> **GIVEN TEXT**:
____________
34. It is further urged that pilferage is a serious charge, which can only be proved with the help of sufficient and cogent evidence. In the facts of the present case, where the appellant as Custodian has accepted the sealed packages without inspection and offered such sealed packages for delivery cannot be blamed for 13 shortages/deficiencies. Accordingly, ld. Counsel prays for allowing of the appeal and setting aside of the impugned order.
35. Ld. Authorised Representative for Revenue relies on the impugned order.
36. Having considered the rival contentions, I find that admittedly, the imported packages have never been opened either by the Customs Authorities for inspection nor any sample was drawn. Simply based on the declaration of the importer the goods had been allowed to be warehoused by the Customs Authorities. The same were accepted without any inspection by the appellant being sealed packages/pallets. Further, admittedly, the appellant, pursuant to order for release of the goods, had offered sealed packages/pallets to the importer for delivery. However, the importerhave disputed the goods without any evidence of pilferage. Further, in the investigation by the Police, pursuant to FIR filed by the appellant, no evidence of pilferage has been found. The packages were admittedly opened for the first time by the Police Officer, wherein the packing material was found instead of 'Nutritional Supplements' as purportedly imported. From the reports submitted by the local Commissioner appointed by the Hon'ble High Court, it is evident that he visited the site and thereafter reported that no goods were in existence at the place - customs bonded premises. The Commissioner also indicated that the FIR has been lodged with the Police, which is under investigation.
37. I further find the conduct of the importer also to be dubious as initially he filed bill of entry for warehousing on 4.7.2016. Thereafter, after about 15 days, he has filed request for converting the warehousing bill of entry into a bill of entry for home consumption, which was allowed on 22.07.2016, still importer did not 14 take the delivery and again requested on 1.8.2016 for reconversion of the bill of entry to that of warehouse, which was allowed on 02.08.2016 and immediately thereafter on 5.8.2016 intimated the Customs that he has found a buyer and requested that the goods may be allowed for third country export. Further, such request was repeated on 24.05.2017 stating that they have received purchase order from a buyer at Dubai.
38. In view of my aforementioned observations and findings, I hold that no case of pilferage is made out against the appellant. Accordingly, the appeal is allowed and the impugned order is set aside. The appellant is entitled to consequential benefits in accordance with law.
[Order pronounced on 04.10.2022].
(ANIL CHOUDHARY) MEMBER (JUDICIAL) Ckp.
____________
> **INFORMATION SUPPLIED**:

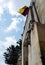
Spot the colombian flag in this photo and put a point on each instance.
(24, 10)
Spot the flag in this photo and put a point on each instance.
(24, 10)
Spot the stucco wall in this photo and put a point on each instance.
(40, 5)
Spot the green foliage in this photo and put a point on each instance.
(12, 53)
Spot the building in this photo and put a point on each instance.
(33, 42)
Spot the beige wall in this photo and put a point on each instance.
(40, 5)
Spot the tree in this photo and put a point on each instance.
(11, 56)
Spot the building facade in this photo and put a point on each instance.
(33, 42)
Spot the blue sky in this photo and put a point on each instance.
(11, 24)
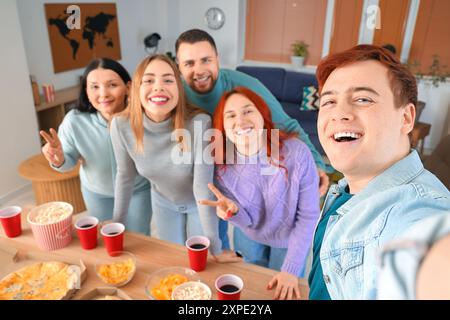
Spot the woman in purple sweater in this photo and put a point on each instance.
(268, 188)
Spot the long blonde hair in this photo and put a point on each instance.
(134, 112)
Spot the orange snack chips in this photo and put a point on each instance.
(116, 273)
(163, 291)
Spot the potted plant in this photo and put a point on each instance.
(299, 53)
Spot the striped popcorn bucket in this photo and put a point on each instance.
(53, 235)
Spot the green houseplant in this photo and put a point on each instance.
(299, 53)
(436, 73)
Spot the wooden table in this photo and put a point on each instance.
(153, 254)
(50, 185)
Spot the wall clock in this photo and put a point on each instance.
(215, 18)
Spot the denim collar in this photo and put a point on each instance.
(398, 174)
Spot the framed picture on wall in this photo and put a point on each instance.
(80, 32)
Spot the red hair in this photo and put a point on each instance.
(264, 110)
(402, 81)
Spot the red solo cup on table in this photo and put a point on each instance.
(229, 287)
(198, 252)
(113, 237)
(87, 232)
(10, 218)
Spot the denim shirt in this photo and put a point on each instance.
(390, 203)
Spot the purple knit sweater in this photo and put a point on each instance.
(273, 210)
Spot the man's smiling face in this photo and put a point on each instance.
(359, 126)
(199, 64)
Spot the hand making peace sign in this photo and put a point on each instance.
(226, 208)
(52, 150)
____________
> **YOUR TASKS**:
a. From the order, return word for word the stretch from "37. I further" through "buyer at Dubai.".
b. According to the order, on what date was the importer's request to convert the warehousing bill of entry into a bill of entry for home consumption allowed?

> **RESPONSE LIST**:
a.
37. I further find the conduct of the importer also to be dubious as initially he filed bill of entry for warehousing on 4.7.2016. Thereafter, after about 15 days, he has filed request for converting the warehousing bill of entry into a bill of entry for home consumption, which was allowed on 22.07.2016, still importer did not 14 take the delivery and again requested on 1.8.2016 for reconversion of the bill of entry to that of warehouse, which was allowed on 02.08.2016 and immediately thereafter on 5.8.2016 intimated the Customs that he has found a buyer and requested that the goods may be allowed for third country export. Further, such request was repeated on 24.05.2017 stating that they have received purchase order from a buyer at Dubai.

b. 22.07.2016